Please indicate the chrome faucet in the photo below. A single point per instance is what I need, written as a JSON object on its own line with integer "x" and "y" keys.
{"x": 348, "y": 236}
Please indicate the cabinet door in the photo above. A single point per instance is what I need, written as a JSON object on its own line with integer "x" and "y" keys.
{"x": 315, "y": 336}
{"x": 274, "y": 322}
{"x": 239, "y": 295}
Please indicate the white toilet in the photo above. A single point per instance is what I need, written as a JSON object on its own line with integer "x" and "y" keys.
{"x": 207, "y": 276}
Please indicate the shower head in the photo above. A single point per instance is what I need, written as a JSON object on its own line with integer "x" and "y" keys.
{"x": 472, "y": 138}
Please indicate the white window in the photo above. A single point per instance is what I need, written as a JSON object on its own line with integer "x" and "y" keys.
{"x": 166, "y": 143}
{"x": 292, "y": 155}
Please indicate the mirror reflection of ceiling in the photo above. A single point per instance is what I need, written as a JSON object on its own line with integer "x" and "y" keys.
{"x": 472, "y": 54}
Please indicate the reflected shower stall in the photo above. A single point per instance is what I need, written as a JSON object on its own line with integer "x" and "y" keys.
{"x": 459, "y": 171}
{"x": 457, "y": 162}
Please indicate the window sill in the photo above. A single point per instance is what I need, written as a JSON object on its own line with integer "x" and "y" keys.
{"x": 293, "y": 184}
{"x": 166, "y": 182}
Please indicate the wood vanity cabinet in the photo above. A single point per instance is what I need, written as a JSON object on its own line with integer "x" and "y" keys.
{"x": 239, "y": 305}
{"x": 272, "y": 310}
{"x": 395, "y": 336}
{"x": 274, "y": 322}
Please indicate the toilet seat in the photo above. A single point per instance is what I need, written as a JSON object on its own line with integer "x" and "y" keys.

################

Work to complete ::
Retype every record above exactly as it appears.

Solution to the problem ::
Please indicate the chrome faucet in the photo below. A single point per instance is what I need, written as a JSON object on its own line with integer "x" and "y" keys.
{"x": 348, "y": 236}
Please indicate the cabinet door in the photo above. A single point per instance is what I need, written as a JSON object on its own line with integer "x" and "y" keys.
{"x": 315, "y": 336}
{"x": 274, "y": 322}
{"x": 239, "y": 295}
Please indicate the white toilet in the photo above. A single point per instance is what I need, written as a JSON object on its own line with integer "x" and "y" keys.
{"x": 207, "y": 276}
Please indicate the shower head in the photo above. A single point per instance is what I need, written as a JSON object on its own line with integer "x" and "y" keys.
{"x": 472, "y": 138}
Please indicate the white window in the photo above. A single point per instance is what I need, written as a JSON object on its own line with integer "x" and "y" keys.
{"x": 166, "y": 143}
{"x": 292, "y": 155}
Please indicate the mirror reflection of ceiling in the photo above. A single point per instance is what I need, written as a JSON object on its own line with integer "x" and "y" keys.
{"x": 472, "y": 54}
Please indicate the reflected shower stall in the photo above. A single point per instance is what I need, written as a JSON object on its own line with integer "x" and "y" keys.
{"x": 459, "y": 171}
{"x": 457, "y": 162}
Please indicate the window sill in the photo above. A single point per instance is what I need, written as a JSON object on its own line with integer "x" and "y" keys.
{"x": 293, "y": 184}
{"x": 166, "y": 182}
Please indicate the wood vanity cabinet in the photo above. A single point per instance is what I need, written as a JSON object on its own line with integer "x" and "y" keys.
{"x": 239, "y": 305}
{"x": 272, "y": 310}
{"x": 395, "y": 336}
{"x": 274, "y": 322}
Please indicate the toilet seat in the photo above. A single point per instance is what I need, written as a JSON object on its own line with integer "x" and "y" keys.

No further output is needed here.